> **WORK INSTRUCTIONS**
Where a line of the records holds the string "small", copy that line.
Start of DATA PROVIDED
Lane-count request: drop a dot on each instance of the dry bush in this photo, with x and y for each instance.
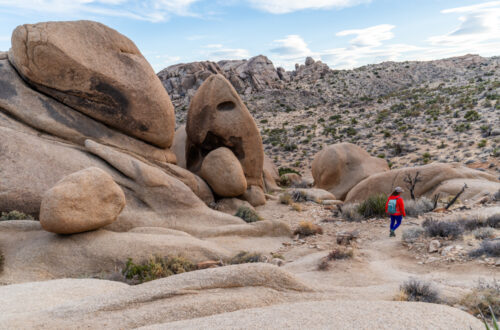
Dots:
(247, 214)
(373, 206)
(442, 228)
(245, 257)
(340, 252)
(307, 228)
(350, 213)
(286, 198)
(488, 248)
(410, 235)
(485, 294)
(417, 290)
(417, 207)
(484, 233)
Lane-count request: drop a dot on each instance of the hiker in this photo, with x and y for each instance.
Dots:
(395, 207)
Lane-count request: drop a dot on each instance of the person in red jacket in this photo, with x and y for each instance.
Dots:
(395, 207)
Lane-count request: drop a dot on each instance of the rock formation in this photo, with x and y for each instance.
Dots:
(339, 167)
(97, 71)
(432, 176)
(82, 201)
(218, 118)
(223, 173)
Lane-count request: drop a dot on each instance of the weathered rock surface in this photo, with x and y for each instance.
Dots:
(339, 167)
(179, 146)
(116, 305)
(99, 72)
(231, 205)
(431, 176)
(331, 314)
(86, 200)
(47, 115)
(218, 118)
(222, 171)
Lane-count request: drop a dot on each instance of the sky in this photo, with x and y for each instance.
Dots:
(342, 33)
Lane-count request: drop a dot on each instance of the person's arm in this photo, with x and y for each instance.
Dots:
(402, 206)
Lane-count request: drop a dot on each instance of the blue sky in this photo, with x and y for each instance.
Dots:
(342, 33)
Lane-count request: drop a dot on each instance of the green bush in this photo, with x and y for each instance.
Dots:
(15, 215)
(247, 214)
(374, 206)
(244, 257)
(155, 268)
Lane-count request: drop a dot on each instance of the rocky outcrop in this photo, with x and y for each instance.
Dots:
(86, 200)
(247, 76)
(223, 173)
(218, 118)
(339, 167)
(99, 72)
(432, 176)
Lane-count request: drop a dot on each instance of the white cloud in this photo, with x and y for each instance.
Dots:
(369, 37)
(217, 52)
(288, 6)
(292, 45)
(149, 10)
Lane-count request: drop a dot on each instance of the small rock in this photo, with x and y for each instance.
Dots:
(434, 245)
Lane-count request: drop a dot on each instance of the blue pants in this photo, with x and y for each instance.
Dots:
(396, 221)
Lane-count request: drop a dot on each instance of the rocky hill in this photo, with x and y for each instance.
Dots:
(407, 112)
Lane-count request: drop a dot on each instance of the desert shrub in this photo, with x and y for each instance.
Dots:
(417, 290)
(298, 196)
(493, 221)
(155, 268)
(285, 170)
(247, 214)
(488, 247)
(350, 212)
(374, 206)
(307, 228)
(337, 253)
(15, 215)
(286, 198)
(485, 294)
(435, 228)
(245, 257)
(419, 206)
(410, 235)
(483, 233)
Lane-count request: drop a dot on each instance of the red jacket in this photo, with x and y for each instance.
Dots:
(400, 205)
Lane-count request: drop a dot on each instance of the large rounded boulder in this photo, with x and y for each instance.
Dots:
(223, 172)
(218, 118)
(86, 200)
(432, 179)
(339, 167)
(97, 71)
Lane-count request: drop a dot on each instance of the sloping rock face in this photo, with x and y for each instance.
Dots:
(432, 176)
(99, 72)
(218, 118)
(339, 167)
(83, 201)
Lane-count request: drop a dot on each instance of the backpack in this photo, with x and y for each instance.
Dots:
(391, 206)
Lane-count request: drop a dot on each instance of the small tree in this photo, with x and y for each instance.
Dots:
(411, 183)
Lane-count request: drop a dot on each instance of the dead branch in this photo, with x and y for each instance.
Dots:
(456, 197)
(411, 183)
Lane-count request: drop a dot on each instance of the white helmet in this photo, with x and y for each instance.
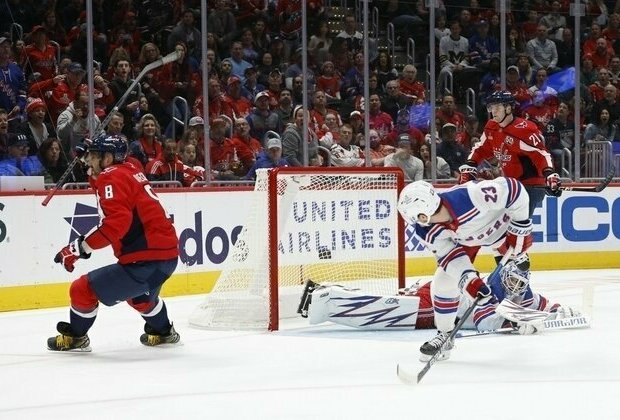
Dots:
(417, 198)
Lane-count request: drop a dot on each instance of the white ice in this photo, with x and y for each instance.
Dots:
(319, 372)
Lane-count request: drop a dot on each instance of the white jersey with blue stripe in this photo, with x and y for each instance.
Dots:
(481, 212)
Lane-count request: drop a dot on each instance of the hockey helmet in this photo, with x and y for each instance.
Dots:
(417, 198)
(110, 143)
(500, 97)
(514, 279)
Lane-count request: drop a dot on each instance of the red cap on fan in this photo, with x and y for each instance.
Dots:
(34, 104)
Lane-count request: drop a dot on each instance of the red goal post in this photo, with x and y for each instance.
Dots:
(326, 224)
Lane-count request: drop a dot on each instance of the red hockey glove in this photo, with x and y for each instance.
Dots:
(553, 181)
(518, 236)
(476, 288)
(468, 172)
(71, 253)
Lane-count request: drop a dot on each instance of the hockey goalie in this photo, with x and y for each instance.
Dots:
(514, 305)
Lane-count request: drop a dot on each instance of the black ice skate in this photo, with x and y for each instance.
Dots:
(67, 340)
(306, 298)
(428, 349)
(153, 338)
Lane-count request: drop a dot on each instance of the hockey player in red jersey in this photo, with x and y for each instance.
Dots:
(518, 146)
(144, 240)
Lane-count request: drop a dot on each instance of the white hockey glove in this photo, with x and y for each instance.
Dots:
(563, 312)
(468, 172)
(473, 287)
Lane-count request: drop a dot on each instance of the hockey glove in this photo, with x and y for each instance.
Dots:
(475, 288)
(81, 149)
(71, 253)
(526, 329)
(552, 179)
(561, 312)
(468, 172)
(518, 237)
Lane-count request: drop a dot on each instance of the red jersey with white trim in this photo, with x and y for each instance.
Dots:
(484, 317)
(43, 62)
(133, 220)
(520, 147)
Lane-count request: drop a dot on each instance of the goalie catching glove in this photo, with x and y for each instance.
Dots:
(553, 182)
(474, 288)
(518, 237)
(71, 253)
(468, 172)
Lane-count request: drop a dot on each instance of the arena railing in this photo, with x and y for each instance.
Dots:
(598, 158)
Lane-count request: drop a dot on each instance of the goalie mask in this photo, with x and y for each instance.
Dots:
(514, 280)
(418, 198)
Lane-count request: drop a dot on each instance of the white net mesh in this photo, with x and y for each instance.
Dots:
(334, 227)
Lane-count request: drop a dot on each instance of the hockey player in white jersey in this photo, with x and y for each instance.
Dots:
(453, 225)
End of DATA PROVIDED
> **YOUR RESPONSE**
Lane-count request: drop a dot on each instance of the small rock in this photo, with x and y for each instance.
Lane-count request: drop a dot on each instance of the small tree in this photo, with x and y for each instance.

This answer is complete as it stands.